Inquietudine e timore sono spesso accostati al tatuaggio, antica tecnica di decorazione pittorica corporale dell’uomo, scarsamente apprezzata nel tessuto sociale odierno, ma molto diffusa nell’antichità. Tradizionalmente, la decorazione è destinate a persistere per molto tempo, di solito anche per sempre; negli ultimi sono state create anche delle tecniche per creare dei tatuaggi momentanei, o per rimuovere alcuni già disegnati.

Questa tecnica piuttosto singolare della modificazione del corpo costa nell’incidere la pelle, posticipando la cicatrizzazione, attraverso l’utilizzo di determinate sostanze; in alternativa, si effettuano punture con l’uso di composti coloranti nelle ferite. Si tratta di un procedimento molto complesso e rappresenta il frutto del progresso costante di tecniche del passato, avvolte da una patina di modernità e di evoluzione.

Le origini di questa tecnica

Il tatuaggio non è un semplice disegno inciso sulla pelle, ma ha un significato molto più profondo, implica molto di più a livello sociale. Il senso è molto intenso: gli individui, spesso, utilizzano questa pratica perché avvertono l’esigenza di comunicare qualcosa di sé, qualcosa che a parole o in altri modi non può essere espresso. Si tratta comunque di una tradizione diffusa presso numerose culture sia del passato sia più moderne, che ha condotto l’uomo in gran parte della sua esistenza. Nelle differenti località i tatuaggi hanno assunto una valenza precisa: da semplice rito di passaggio d’età, ad un vero e proprio simbolo identificativo.

A partire dal 3300 a.C. sono state riconosciute delle decorazioni pittoriche sulla Mummia dei Similaun, riportato alla luce una trentina di anni fa sulle Alpi d’Italia. Sicuramente l’Egitto, l’antica terra dei faraoni, era la valle non soltanto del Nilo, ma anche il luogo in cui si sviluppò il tatuaggio; anche all’interno delle mura di Roma, coacervo culturale, questa tecnica trovò il suo terreno fertile per una repentina propagazione. Alcuni individui, inoltre, erano soliti tatuarsi simboli religiosi per mostrare e risaltare la loro passione spirituale. È testimoniata, poi, la tradizione nel Medioevo la tradizione dei pellegrini di farsi tatuare dei simboli religiosi per avere accesso ai santuari del tempo.

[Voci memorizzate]
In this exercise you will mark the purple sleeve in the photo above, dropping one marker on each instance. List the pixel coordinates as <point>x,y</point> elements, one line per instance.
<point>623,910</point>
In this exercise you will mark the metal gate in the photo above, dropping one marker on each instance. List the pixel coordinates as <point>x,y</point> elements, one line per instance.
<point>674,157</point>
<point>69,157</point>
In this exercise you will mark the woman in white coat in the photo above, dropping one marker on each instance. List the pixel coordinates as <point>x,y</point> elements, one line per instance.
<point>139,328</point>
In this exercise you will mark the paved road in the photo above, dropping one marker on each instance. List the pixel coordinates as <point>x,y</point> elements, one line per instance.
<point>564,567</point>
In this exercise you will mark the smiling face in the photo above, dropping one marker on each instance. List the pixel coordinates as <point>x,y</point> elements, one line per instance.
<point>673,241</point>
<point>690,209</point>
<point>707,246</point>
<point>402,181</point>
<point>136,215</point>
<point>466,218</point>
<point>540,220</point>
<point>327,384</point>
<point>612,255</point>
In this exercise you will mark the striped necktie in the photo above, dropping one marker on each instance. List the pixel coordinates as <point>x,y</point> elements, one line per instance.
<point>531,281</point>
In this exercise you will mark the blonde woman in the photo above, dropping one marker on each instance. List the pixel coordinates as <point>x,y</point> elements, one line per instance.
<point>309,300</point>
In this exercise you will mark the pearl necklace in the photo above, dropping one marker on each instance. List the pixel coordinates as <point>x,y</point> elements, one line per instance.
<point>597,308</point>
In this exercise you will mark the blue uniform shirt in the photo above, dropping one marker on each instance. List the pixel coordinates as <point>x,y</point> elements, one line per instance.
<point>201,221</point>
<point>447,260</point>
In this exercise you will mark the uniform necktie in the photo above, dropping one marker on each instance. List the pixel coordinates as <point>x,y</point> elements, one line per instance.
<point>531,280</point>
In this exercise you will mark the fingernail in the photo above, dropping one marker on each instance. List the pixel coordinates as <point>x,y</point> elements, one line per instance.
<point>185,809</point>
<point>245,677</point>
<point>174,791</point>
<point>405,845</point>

● Consegna: Prosegui il brano sul tatuaggio a partire dalla sua ultima frase. I record non servono a nulla in questo esercizio.

● Risposta scritta:
L’importanza dei tatuaggi: la popolazione dei Maori

I Maori sono uno dei popoli maggiormente legati a questa tecnica di decorazione pittorica del corpo, di origini polinesiane, stabilitosi in Nuova Zelanda a partire dal 900 d.C. Il tatuaggio si è da sempre aggrovigliato alla loro cultura, svolgendo un ruolo chiave all’interno della popolazione: aveva, difatti, un significato molto importante ed era usato come strumento di comunicazione. Numerose differenze sociali contraddistinguevano la società Maori, ciascuna casta aveva un dettagliato tatuaggio di identificazione. Tra i diversi ceti, i guerrieri erano orgogliosi delle proprie decorazioni, l’obiettivo era esaltare le proprie esperienze belliche.

Per questa popolazione polinesiana, il tatuaggio era legato ad un fattore estetico, era usufruito come forma di abbellimento dell’individuo. Anche le donne erano considerate meno affascinanti, se non avevano dei tatuaggi intorno alle proprie labbra. La decorazione pittorica corporale più illustre di questa stirpe è denominata “koru“, metafora di rinascita spirituale. I tatuaggi erano eseguiti dai “Tothunga ta Moko“; essi esaminavano il volto tatuato ed individuavano un disegno. Gli anziani stabilivano, poi, se il simbolo proposto rispecchiava le differenti personalità. È sufficiente citare i Maori, dunque, per comprendere la tradizione e la cultura tatuaggistica.